Pull out every line of the records below that contains the string "jacket", copying each line in full. Case counts.
----
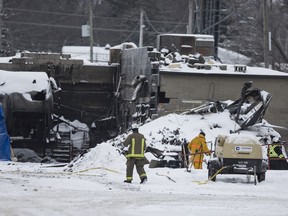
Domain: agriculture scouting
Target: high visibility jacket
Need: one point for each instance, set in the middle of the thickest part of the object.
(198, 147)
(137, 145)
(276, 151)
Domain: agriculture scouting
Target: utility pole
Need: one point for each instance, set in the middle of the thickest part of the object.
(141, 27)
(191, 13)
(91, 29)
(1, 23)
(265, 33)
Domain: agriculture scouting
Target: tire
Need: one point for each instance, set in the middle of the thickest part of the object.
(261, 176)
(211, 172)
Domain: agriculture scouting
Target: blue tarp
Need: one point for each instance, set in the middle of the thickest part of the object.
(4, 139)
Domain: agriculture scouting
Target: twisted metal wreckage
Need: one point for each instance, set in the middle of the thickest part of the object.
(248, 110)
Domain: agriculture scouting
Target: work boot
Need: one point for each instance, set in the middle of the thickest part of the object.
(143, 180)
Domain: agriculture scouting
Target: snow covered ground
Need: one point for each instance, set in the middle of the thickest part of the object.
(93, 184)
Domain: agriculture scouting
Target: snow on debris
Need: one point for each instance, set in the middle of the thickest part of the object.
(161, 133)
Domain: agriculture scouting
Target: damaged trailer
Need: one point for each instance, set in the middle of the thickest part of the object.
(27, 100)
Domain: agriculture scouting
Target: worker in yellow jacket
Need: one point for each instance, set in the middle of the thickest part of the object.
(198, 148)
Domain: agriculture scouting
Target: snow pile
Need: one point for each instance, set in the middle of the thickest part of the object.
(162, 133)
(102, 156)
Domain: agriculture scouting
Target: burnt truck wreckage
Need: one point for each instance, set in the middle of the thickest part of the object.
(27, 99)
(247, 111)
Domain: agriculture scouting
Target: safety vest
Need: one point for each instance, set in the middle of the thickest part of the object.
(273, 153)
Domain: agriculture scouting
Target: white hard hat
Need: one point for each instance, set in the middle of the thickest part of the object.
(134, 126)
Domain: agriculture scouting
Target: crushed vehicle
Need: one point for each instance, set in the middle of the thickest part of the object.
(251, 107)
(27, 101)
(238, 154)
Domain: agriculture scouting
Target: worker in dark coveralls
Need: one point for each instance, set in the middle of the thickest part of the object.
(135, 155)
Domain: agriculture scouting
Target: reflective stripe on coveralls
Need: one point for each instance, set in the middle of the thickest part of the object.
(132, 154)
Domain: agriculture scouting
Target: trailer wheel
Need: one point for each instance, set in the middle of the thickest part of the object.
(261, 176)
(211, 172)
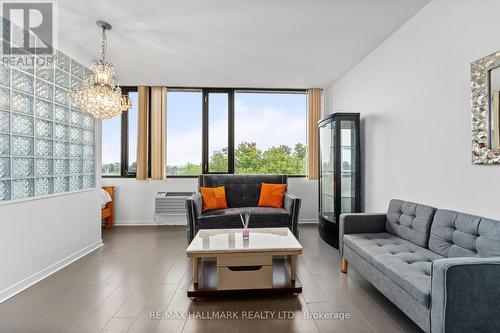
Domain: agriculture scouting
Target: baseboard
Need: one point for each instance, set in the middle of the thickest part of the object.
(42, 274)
----
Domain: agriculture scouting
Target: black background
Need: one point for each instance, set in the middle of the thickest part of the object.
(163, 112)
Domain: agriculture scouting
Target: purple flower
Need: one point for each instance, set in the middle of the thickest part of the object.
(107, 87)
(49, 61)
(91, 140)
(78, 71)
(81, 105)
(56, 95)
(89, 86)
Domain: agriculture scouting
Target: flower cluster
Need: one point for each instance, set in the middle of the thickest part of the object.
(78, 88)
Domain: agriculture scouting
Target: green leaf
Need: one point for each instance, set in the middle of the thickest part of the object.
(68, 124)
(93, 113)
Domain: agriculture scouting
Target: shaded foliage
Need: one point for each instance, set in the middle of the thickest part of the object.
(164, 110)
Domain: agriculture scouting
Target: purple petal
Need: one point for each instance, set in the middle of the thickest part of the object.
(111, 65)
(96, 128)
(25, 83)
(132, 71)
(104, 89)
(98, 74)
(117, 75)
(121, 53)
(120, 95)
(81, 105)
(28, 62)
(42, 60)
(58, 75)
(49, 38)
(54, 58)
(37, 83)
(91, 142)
----
* _Task response_:
Target: high visibility jacket
Target: worker in yellow jacket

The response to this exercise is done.